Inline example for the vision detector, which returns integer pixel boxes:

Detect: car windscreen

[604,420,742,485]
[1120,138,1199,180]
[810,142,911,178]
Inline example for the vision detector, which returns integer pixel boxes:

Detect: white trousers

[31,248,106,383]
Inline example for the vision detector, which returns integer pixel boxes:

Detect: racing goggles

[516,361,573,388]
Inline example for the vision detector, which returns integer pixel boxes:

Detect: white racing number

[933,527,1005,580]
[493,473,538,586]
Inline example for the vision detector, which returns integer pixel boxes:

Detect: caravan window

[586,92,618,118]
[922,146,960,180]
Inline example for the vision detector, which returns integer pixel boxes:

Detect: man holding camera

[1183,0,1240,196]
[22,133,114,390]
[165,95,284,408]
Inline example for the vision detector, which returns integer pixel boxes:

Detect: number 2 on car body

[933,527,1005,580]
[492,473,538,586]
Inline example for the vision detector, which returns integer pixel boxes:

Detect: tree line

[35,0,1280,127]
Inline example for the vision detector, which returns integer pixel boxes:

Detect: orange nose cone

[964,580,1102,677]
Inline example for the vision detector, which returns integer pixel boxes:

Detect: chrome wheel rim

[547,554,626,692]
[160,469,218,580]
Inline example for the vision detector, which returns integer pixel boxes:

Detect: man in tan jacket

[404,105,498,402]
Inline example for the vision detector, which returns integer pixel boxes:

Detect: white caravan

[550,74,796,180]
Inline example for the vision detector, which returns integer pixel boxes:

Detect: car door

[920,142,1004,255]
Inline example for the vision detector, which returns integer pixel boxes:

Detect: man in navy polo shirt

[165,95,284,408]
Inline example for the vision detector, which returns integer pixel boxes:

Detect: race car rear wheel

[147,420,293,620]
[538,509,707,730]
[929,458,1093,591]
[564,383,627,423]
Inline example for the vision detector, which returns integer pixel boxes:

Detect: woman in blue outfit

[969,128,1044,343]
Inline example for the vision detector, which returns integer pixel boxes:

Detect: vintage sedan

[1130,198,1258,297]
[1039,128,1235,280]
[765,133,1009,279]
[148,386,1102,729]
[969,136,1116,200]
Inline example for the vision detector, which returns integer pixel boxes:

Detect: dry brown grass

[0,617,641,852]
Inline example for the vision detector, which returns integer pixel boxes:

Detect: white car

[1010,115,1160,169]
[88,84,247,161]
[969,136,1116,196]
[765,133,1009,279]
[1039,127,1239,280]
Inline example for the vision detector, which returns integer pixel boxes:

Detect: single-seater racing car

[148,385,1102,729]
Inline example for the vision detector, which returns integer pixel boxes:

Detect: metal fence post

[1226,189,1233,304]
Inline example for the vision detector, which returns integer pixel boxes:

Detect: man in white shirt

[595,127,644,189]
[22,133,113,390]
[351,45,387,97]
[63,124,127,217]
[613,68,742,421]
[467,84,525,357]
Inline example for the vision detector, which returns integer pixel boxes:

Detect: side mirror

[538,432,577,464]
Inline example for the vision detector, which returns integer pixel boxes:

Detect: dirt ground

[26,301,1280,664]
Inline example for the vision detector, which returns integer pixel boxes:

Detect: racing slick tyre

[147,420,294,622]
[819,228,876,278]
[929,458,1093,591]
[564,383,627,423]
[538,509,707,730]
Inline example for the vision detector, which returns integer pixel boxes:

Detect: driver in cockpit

= = =

Return all of the records above verbatim, keeping every line in its original order.

RESULT
Inline example for the vision detector, which returns integer pixel boxes:

Detect: car windscreen

[604,420,742,485]
[1120,138,1199,180]
[810,142,911,178]
Inline example for the vision detector, which returns integer pixel boxes:

Detect: white trousers

[31,248,106,383]
Inline example for the vision detector, which returns integer pixel boxes:

Detect: racing goggles

[516,361,573,388]
Inline example for the vision detector, which returns integer pixel boxes:

Detect: white racing number

[933,527,1005,580]
[493,473,538,586]
Inline example for the vision detector, which returns integer pixel boxes:

Detect: caravan window

[586,92,618,118]
[922,146,960,180]
Inline example for the vision detector, which returns integer pixel boxes:

Detect: man holding camera

[1183,0,1240,196]
[22,133,114,390]
[165,95,284,408]
Inline example for the vision detector, which returns integer pixel boxes:

Detect: number 2 on car body

[933,527,1005,580]
[492,473,538,586]
Inline example for the vision detector, which returns integer pixel boxes:

Detect: tree line

[35,0,1280,127]
Inline example for the vision detector, which returns integer pixel boxes:

Detect: orange nose cone

[964,580,1102,677]
Inline example for the vision detector, which returns integer pixel boxes:

Detect: chrome wheel rim

[547,554,626,692]
[160,469,218,580]
Inline example for the vision detector, which returns integer pixel boxes:

Detect: man in tan jacket

[404,105,498,402]
Inline example for the vision detector, which returns integer pixel boxes:

Detect: white caravan

[550,74,796,180]
Inline example for the vision detector, which returns integer pixel boxes:

Detect: car door

[920,142,1004,255]
Inline example for the vision detector, which returns integer pixel boxes:

Detect: man in navy polo shirt

[165,95,284,408]
Inline example for the vision detector, which returns integer pixel boxes:

Detect: race car rear wheel

[147,420,293,620]
[538,509,707,730]
[929,458,1093,591]
[564,383,627,423]
Inline example for the vision detector, which returns integer pixel boxes:

Detect: woman in blue outfit

[969,128,1044,343]
Inline example for the vision detector, which returns integer pixel boxes:

Detect: vintage sedan

[1130,198,1258,297]
[1039,128,1235,280]
[765,133,1009,279]
[148,386,1102,729]
[969,136,1116,200]
Inline example for the vision detector, which returns integer pixel boxes:

Detect: dry brown grass

[0,617,641,852]
Inline example for the vision detector, which returns integer pixel boxes:

Detect: white car

[1010,115,1160,169]
[88,84,247,161]
[969,136,1116,196]
[765,133,1009,279]
[1039,127,1239,280]
Inline example for the vision detector, which returns integer pixel boxes:

Detect: single-seater racing car

[148,385,1102,729]
Inline example for the vision detector, which returns integer pixel boxes:

Detect: metal fence post

[1226,189,1233,304]
Inline example for the vision detector, which returns integer pixel boxes:

Detect: man in white shirt

[595,127,644,189]
[22,133,113,390]
[351,45,387,97]
[63,124,127,217]
[613,68,742,421]
[467,84,525,357]
Inline example for the vision detector, which returns integer pixel boxes:

Detect: side mirror

[538,432,577,464]
Inline example for the vision detector, which returns integer pixel boxes:

Detect: dirt ground

[26,301,1280,664]
Inline example for the vision detector, which returns integer pixel boxes:

Detect: racing slick tyre

[147,420,294,622]
[819,228,876,278]
[929,458,1093,591]
[564,383,627,423]
[538,509,707,730]
Inline example for the vision detector, which returns integer pixel boxes:

Detect: driver in cockpit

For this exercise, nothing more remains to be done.